> Given problem 1: Report each line of the rows below that contains the word "chimney", copying every such line in full.

> Source:
***
1. A common question is involved in these two revision cases and it is whether the place called 'Happy Corner Amusement Park' is a 'Public Place' within the meaning of Section 12 of the Andra Pradesh (Andhra Area) Gaming Act, 1930, hereinafter referred to as 'the Act'. The learned Additional Sessions Judge, Krishna made the references recommending to quash the proceedings in the Bench Cases Nos. 8694 and 8695 of 1971 on the file of the First Class Bench Court , Vijayawada, on the ground that the above place cannot be considered as a 'public place' within the meaning of Section 12 of the Act and therefore the petitioners in the two cases cannot be said to have committed any offence within the meaning of Section 12 of the Act. The allegation made against the petitioners in both the cases is : That on 23-11-1981 at about 8-15 p.m. they and others were found in the aforesaid place, 'Happy Corner Amusement Park' situated in Sambamurthy Road, Vijayawada. They were found playing a game of chance by side betting while some other person was throwing arrows on the dart board. A sum of Rs. 52/- was found there on a cover sheet and it is alleged that the amount was kept there by the petitioners intending to use it for side betting. The police raided and arrested the petitioners and others.
2. Section 12 of the Act reads thus :
'Whoever is found gaming with cards, dice, counters, money or other instruments of gaming in any public street , place or thoroughfare or publicly fighting cocks , shall be liable on conviction to fine not exceeding fifty rupees or to imprisonment not exceeding one month : and such instruments of gaming and moneys shall be forfeited.'
3. A reading of the above section would show that for any person to be accused of the offence under this provision he must have been found playing a game which amounts to gaming and he must have been playing in a public street, place, or thoroughfare . According to the allegation, the petitioners were found playing a game of chance at a place called 'Happy Corner Amusement Park' situated in Sambamurthy Road, Vijayawada. It is not the case of the prosecution that the petitioners were found playing on the road itself. Therefore it is not a case where they were found playing on a public street to thoroughfare. But according to the prosecution case the place which is being used for the purpose of these games and called 'Happy Corner Amusement Park' is a 'Public Place' . Therefore, the main question that falls for consideration is whether the place which is being used for these games under the name 'Happy Corner Amusement Park' is a 'Public Place' or not. With regard to the question whether the game which the petitioners were found playing , viz., side betting at a game of 'darts' can be said to be gaming or not . I do not think there can be any difficulty. As per the definition given for the term 'gaming' in the Act, any play which includes wagering or betting comes under gaming. Therefore according to the allegation what the petitioners were found playing is gaming as they were found side betting at a game of darts.
***
> Dataset extract:
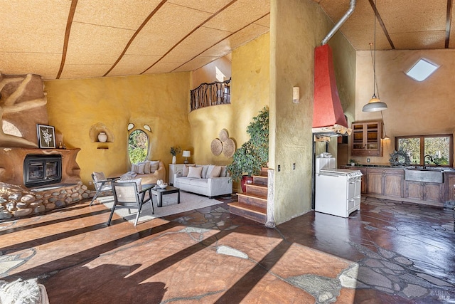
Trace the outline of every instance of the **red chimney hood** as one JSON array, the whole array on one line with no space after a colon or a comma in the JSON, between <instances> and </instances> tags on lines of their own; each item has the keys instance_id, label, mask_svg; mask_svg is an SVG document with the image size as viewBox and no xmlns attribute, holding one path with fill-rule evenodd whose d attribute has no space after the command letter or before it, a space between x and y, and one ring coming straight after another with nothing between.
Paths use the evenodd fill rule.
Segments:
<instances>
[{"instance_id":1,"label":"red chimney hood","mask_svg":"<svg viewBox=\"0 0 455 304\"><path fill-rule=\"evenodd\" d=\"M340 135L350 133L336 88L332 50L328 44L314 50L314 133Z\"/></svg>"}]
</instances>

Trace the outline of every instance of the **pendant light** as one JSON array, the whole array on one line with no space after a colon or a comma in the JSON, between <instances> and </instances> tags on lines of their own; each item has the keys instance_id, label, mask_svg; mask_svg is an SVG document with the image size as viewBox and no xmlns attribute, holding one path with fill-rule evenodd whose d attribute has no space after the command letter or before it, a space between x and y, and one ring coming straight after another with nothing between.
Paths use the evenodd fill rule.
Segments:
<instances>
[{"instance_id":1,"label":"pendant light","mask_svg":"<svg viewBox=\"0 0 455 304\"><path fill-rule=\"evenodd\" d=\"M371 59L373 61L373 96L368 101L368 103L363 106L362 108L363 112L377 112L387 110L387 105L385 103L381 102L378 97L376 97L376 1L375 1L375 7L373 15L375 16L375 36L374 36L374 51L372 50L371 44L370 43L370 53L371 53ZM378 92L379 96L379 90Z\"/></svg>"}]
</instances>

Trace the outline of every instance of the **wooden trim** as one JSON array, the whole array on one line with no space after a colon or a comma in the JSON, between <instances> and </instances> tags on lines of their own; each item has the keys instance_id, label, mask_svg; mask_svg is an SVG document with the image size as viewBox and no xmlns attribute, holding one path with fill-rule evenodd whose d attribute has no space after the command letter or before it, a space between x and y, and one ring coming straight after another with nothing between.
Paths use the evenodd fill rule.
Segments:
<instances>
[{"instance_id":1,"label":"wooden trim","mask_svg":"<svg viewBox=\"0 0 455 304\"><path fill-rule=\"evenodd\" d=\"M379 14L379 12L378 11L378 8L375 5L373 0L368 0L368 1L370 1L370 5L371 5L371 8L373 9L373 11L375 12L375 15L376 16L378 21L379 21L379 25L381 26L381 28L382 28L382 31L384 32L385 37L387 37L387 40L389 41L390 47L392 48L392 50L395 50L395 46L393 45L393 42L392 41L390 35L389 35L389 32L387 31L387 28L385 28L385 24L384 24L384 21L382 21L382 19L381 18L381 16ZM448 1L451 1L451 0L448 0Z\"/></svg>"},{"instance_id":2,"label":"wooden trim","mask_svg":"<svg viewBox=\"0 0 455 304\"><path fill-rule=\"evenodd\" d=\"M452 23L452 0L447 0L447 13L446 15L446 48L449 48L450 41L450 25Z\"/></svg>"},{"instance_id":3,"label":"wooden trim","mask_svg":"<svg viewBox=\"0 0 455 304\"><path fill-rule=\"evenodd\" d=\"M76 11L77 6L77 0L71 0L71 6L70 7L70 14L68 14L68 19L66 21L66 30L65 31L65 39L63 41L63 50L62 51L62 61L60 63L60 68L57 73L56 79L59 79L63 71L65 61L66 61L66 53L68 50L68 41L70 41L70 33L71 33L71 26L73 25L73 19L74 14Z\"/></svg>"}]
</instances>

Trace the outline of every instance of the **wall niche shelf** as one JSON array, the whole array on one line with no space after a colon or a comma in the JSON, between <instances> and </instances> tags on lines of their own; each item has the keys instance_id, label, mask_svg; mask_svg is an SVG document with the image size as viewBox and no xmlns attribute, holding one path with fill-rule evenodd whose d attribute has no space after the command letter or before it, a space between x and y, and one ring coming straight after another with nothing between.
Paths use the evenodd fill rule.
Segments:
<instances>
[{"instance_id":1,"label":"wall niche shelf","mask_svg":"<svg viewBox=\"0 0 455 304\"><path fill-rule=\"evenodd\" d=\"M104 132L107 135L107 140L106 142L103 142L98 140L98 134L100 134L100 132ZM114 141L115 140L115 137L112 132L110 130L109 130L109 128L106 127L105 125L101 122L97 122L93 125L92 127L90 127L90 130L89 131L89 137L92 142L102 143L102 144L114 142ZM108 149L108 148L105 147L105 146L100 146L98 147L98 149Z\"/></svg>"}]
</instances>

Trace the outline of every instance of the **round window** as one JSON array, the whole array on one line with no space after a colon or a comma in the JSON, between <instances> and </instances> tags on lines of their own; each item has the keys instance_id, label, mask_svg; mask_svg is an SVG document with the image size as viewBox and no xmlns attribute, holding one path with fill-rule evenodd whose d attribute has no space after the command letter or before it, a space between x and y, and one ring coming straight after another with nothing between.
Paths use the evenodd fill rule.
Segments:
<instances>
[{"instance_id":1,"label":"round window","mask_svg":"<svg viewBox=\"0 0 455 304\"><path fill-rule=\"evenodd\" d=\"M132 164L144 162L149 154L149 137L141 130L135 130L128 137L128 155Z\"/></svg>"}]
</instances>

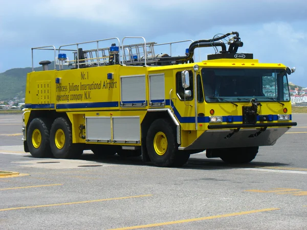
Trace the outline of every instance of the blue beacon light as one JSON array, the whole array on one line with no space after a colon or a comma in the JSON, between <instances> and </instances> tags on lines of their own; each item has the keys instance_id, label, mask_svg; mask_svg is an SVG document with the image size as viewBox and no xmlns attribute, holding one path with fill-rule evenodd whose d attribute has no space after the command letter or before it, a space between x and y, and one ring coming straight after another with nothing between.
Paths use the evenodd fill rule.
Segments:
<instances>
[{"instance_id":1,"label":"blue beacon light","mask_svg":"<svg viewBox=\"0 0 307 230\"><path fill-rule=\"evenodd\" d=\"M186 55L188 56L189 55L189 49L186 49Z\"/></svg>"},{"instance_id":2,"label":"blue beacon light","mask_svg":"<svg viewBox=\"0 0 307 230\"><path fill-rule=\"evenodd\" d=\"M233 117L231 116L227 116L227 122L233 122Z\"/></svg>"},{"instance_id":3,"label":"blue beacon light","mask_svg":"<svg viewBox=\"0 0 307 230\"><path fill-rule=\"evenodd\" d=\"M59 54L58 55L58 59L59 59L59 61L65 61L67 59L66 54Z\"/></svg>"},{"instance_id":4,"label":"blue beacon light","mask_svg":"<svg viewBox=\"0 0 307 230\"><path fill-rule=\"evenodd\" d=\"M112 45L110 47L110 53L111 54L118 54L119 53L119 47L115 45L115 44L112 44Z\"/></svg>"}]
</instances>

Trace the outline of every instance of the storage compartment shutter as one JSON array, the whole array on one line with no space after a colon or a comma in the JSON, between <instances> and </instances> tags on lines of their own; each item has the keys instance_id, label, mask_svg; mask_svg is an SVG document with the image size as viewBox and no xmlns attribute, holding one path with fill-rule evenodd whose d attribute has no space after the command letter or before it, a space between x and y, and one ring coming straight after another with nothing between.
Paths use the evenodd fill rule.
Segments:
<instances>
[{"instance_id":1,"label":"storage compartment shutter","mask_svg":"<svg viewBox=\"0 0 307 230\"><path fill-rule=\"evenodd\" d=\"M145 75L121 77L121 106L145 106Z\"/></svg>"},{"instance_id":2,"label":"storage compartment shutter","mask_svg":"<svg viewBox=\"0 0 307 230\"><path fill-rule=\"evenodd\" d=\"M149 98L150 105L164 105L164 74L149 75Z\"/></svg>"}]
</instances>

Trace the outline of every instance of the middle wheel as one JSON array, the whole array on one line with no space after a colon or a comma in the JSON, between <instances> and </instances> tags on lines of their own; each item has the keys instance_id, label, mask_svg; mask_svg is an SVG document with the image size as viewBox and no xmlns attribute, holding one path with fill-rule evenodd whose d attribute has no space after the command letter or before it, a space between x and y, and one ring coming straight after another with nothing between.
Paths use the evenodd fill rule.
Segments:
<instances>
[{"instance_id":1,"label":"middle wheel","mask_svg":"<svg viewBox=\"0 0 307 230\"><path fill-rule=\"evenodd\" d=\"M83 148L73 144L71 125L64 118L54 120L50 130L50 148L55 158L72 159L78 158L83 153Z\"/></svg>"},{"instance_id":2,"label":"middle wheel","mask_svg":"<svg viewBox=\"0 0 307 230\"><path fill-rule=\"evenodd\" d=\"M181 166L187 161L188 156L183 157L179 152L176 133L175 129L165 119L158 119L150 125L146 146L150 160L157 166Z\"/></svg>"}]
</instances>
***
> Given problem 2: Pick up the judgment on the Happy Corner Amusement Park gaming case after its last sentence and continue writing it.

> Task response 1:
Trace the outline of every instance of the **red chimney hood** as one JSON array, the whole array on one line with no space after a colon or a comma in the JSON, between <instances> and </instances> tags on lines of their own; each item has the keys instance_id, label, mask_svg; mask_svg is an SVG document with the image size as viewBox and no xmlns attribute, holding one path with fill-rule evenodd whose d attribute has no space after the command letter or before it, a space between x and y, and one ring coming straight after another with nothing between.
[{"instance_id":1,"label":"red chimney hood","mask_svg":"<svg viewBox=\"0 0 455 304\"><path fill-rule=\"evenodd\" d=\"M340 135L350 133L336 88L332 50L328 44L314 50L314 133Z\"/></svg>"}]

> Task response 2:
4. Then the question is what meant by a 'Public Place' within the meaning of Section 12 of the Act and whether the place in question can be called a 'public place'. A similar question came to be considered by various High courts in connection with offences similar to the one which is now under consideration. The Andhra Pradesh (Andhra Area) Gaming Act, 1930, is the same as the Madras Gaming Act, 1930. What is meant by the expression 'Public Place' within the meaning of Section 12 of the Act came to be considered by the Madras High Court in several decisions.
5. In the decision Jammula Raghunandhu v. Emperor, 1933 Mad WN 1422 it was held that the pial of a private residence where the accused along with others was found gaming with cash and play cards was not a public place within the meaning of Section 12 of the Madras Gaming Act and therefore no offence was committed.
6. In the decision In Re Unna Muhammad Sahib AIR 1938 Mad 74 the facts are , Some persons were caught playing cards for money in a tank bed and they were prosecuted for the offence of gaming under Section 12 of the Madras Gaming Act. It was held that gambling is not a criminal offence in itself. It is not an offence to gamble in every public place. The word 'place' in Section 12 means from its context a place akin to a street to thoroughfare used regularly and necessarily by people going from one place to another. The real offence dealt with under Section 12 is obstruction or annoyance to wayfarers and pedestrians. Accordingly it was found that the tank-bed is not a 'Public Place' within the meaning of Section 12 of the Madras Gaming Act.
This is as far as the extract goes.